Given request A:
In the photography text below, how long after taking up photography does the writer say the apparent/hidden dichotomy remains an ongoing challenge?
Given request B:
For each statement about the photography text below, state whether it agrees with the text, and quote the deciding words: (i) The writer calls Carlos Fadon Vicente a longtime friend and wise advisor. (ii) Jorge Coli says Boris Kossoy's art favors capturing mobility over lasting permanence. (iii) Jorge Coli's essay is titled "Harvesting the invisible."
Given request C:
Write the next part of the photography text below, beginning after its final sentence.

--- Begin Source extract ---

Fifty years after taking up photography, this apparent /hidden dichotomy is still the ongoing challenge that motivates and thrills me. Imaging yes, but beyond imaging too: representation. Every photo has a story behind it; every story is full of image representations. In my images, I seek to capture the soul of these representations. Therein lays the concept.

Finally, I would like to thank my friend Jorge Coli for his sensitive remarks on my work; my longtime friend and wise advisor Carlos Fadon Vicente and, in particular, my partner Malu for her affection and lasting support throughout this journey.


Harvesting the invisible - Jorge Coli

From shifting appearances, Boris Kossoy obstinately extracts the magnitude of their lasting essence: his obsession with eternal flux underlying the phantasmagoria of phenomena.

When captured by Boris Kossoy’s photography, the visible phenomenon imbued with fickle appeal and a poetics of the ephemeral is explored further and more in depth, gradually and imperceptibly. Such is the photographer’s iteration. His art presupposes mysterious insights. Rather than capture mobility, it favors the power of lasting permanence in which inner life is rooted. Images then arise as if emerging from a reverie background. These images bring together the allure of a flair for reverie and a refined sensibility. These photographs pursue the mundane meaning and secrecy that is transient in that which it hides from the everlasting.

--- End Source extract ---
--- Begin Data rows ---

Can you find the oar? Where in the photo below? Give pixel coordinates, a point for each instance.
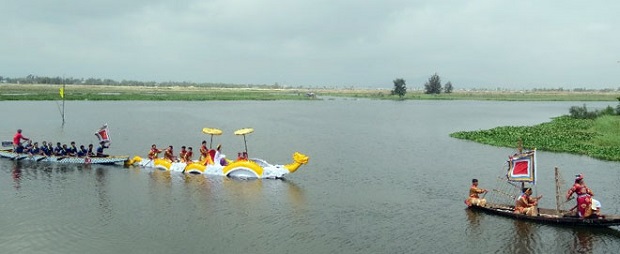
(504, 193)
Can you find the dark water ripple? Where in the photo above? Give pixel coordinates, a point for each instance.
(383, 177)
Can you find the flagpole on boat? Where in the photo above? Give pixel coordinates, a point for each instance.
(243, 132)
(62, 95)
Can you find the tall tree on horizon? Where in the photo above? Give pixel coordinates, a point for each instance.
(400, 88)
(433, 86)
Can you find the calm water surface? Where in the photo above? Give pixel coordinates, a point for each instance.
(383, 177)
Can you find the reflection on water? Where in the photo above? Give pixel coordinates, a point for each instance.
(583, 242)
(17, 174)
(102, 194)
(372, 184)
(525, 238)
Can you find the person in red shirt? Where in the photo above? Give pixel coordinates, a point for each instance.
(17, 140)
(474, 197)
(188, 155)
(182, 154)
(204, 151)
(154, 152)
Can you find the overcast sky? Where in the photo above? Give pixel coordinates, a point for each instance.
(336, 43)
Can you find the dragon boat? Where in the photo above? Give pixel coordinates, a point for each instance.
(522, 169)
(242, 167)
(110, 160)
(102, 134)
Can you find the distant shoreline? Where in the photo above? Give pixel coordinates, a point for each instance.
(125, 92)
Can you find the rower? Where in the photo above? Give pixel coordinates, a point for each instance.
(474, 198)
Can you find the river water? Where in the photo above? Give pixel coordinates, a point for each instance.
(383, 177)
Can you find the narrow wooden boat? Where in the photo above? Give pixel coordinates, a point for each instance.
(521, 169)
(550, 216)
(9, 154)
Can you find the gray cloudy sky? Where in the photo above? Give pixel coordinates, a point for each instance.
(334, 43)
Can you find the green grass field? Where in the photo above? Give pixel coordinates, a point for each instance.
(179, 93)
(100, 92)
(598, 138)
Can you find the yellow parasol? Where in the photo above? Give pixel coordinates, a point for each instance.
(211, 131)
(244, 132)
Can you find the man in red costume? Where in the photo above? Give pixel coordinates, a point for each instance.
(526, 204)
(474, 198)
(17, 140)
(584, 197)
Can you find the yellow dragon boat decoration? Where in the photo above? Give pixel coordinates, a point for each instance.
(242, 167)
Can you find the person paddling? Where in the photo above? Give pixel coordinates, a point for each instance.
(17, 141)
(474, 198)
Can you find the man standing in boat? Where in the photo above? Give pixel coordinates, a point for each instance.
(154, 152)
(584, 198)
(17, 140)
(474, 198)
(526, 204)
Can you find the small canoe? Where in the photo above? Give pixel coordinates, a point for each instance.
(550, 216)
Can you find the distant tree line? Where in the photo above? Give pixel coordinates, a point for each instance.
(432, 86)
(32, 79)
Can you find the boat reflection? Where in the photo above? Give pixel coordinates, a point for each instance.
(17, 174)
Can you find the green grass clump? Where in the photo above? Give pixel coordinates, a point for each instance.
(598, 138)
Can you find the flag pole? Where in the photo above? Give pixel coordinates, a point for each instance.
(62, 95)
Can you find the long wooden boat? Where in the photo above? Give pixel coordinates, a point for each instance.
(522, 169)
(9, 154)
(550, 216)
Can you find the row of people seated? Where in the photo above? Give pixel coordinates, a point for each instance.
(47, 149)
(207, 156)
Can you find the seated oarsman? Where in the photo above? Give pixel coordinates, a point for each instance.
(72, 150)
(17, 141)
(82, 152)
(28, 146)
(50, 148)
(100, 148)
(35, 150)
(182, 154)
(169, 154)
(58, 151)
(204, 151)
(585, 202)
(44, 148)
(90, 151)
(474, 195)
(154, 152)
(526, 204)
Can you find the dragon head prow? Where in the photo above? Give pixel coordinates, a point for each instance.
(300, 158)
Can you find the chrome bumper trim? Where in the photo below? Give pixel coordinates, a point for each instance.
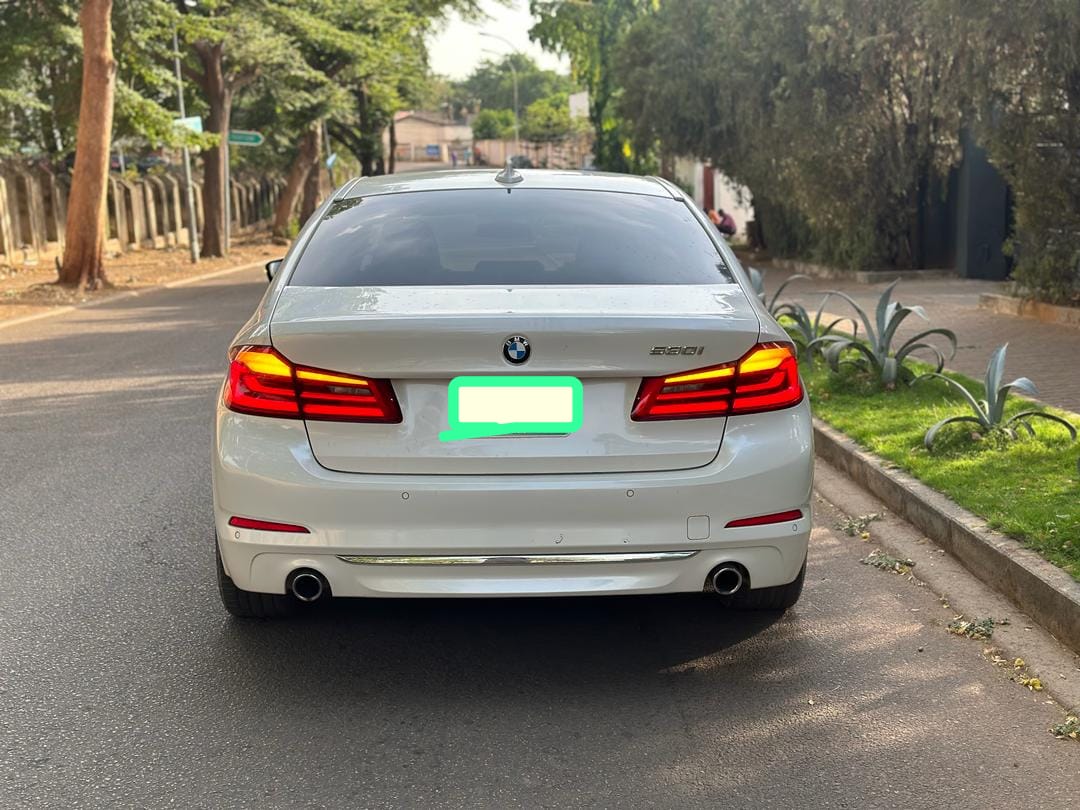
(645, 556)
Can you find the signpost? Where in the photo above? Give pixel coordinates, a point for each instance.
(193, 123)
(237, 137)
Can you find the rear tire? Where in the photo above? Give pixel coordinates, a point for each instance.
(248, 604)
(778, 597)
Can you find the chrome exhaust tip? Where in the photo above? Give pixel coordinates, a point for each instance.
(308, 585)
(727, 580)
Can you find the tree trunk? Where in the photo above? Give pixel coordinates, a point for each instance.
(366, 156)
(84, 237)
(306, 158)
(392, 158)
(219, 98)
(312, 186)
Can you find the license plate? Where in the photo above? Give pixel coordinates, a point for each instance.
(499, 406)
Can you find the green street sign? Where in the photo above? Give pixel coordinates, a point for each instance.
(191, 122)
(245, 137)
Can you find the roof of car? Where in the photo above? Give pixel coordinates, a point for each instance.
(478, 178)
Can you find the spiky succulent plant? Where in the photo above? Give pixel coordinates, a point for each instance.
(988, 414)
(875, 351)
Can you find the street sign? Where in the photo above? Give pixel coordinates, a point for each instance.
(192, 122)
(245, 137)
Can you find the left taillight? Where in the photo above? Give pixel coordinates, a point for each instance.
(766, 378)
(264, 382)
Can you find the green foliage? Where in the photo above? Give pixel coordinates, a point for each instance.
(1028, 487)
(988, 414)
(548, 120)
(490, 86)
(794, 316)
(494, 125)
(875, 351)
(842, 116)
(1027, 93)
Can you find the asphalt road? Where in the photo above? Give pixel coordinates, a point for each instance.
(123, 684)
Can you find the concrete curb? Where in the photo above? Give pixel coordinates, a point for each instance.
(1008, 305)
(127, 294)
(1041, 590)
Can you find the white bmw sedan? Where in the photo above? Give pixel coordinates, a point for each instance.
(525, 383)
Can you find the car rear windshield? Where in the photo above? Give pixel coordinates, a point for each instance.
(521, 238)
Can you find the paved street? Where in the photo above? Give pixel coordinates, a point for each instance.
(124, 684)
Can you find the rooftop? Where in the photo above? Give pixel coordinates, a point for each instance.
(478, 178)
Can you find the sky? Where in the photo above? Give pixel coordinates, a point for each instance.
(458, 48)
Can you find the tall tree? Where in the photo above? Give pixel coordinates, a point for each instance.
(84, 238)
(590, 35)
(234, 44)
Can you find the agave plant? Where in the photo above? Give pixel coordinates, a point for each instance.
(757, 281)
(989, 413)
(805, 329)
(875, 351)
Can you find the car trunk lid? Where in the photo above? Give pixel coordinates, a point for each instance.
(420, 338)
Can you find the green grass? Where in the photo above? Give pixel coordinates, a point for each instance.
(1028, 488)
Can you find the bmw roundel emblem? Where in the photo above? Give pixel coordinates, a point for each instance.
(516, 349)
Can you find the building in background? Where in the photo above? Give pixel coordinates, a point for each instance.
(714, 190)
(429, 137)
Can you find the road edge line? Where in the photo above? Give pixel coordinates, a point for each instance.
(1038, 588)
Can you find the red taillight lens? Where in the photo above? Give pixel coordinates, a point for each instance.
(264, 382)
(260, 381)
(251, 523)
(766, 378)
(794, 514)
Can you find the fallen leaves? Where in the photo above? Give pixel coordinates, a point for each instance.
(981, 629)
(878, 558)
(1068, 729)
(852, 526)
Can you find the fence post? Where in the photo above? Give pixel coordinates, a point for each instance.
(7, 238)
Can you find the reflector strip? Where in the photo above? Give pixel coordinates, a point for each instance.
(306, 374)
(251, 523)
(792, 514)
(713, 374)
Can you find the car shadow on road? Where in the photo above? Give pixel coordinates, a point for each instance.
(421, 644)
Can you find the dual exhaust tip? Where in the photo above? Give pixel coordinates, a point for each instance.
(727, 580)
(308, 585)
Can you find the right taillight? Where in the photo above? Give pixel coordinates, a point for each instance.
(264, 382)
(766, 378)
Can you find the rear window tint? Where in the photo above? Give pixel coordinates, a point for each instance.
(522, 238)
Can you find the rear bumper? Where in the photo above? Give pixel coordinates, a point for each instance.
(264, 469)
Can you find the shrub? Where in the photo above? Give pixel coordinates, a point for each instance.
(875, 351)
(989, 413)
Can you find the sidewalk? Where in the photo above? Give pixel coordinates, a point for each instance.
(1048, 353)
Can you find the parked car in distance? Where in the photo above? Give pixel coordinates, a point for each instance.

--- End Data rows ---

Expected output A:
Fifty years.

Expected output B:
(i) Yes: "my longtime friend and wise advisor Carlos Fadon Vicente"
(ii) No: "Rather than capture mobility, it favors the power of lasting permanence in which inner life is rooted."
(iii) Yes: "Harvesting the invisible - Jorge Coli"

Expected output C:
I am thinking of the shadows that seep into them – in one case, a photo of a shadow, so to speak, that bars a lower angle, outlining an arc and a cross on its own edge like sketches on sand, or silhouettes. We then realize that shadow here is neither dimmed light, nor neutrality, nor absence of light, but a positive force. In this case, its nature is that of a token, almost excessively so. Yet, shadow is cosmic power too. Just see how it emerges from light and gains density in the transition from the brightness of the horizon to the blackness of the cutout above and along the edge of the paper.

Even in a photo in which landscape is evenly lit in the classical manner, shadows – which at first glance seem to be excluded – are shown in discreet complicity. The photograph serenely features an 18th-century garden terrace with meticulously symmetrical flowerbeds that seem to be embroidered on a tablecloth. There is something of an aquarium-like transparency in this image. Small cone-shaped trees cast delicate shadows like oblique strokes, like the deceptively obvious symmetries seen in the gardens of Last Year at Marienbad.

By the way, the serenity of this image is deceptive too. Just see how the bushes trace capricious curves, throbbing with life in their whimsical graphism. Or yet, how dancing clouds in the sky are also animated by a throbbing vitality.

Opposed to stability in the photo I have just mentioned is the exalted lyricism of another in which widespread clouds gravitate around a bright star, hovering over an orange cityscape and an undulating mountainous horizon. There is hardly anything more pictorial. Illustrious memories come forth into quick associations: View of Toledo by El Greco comes to mind immediately, as does Turner's Snowstorm, or van Gogh's Starry Night, featuring the Saint-Remy skies created from energetic gesturality.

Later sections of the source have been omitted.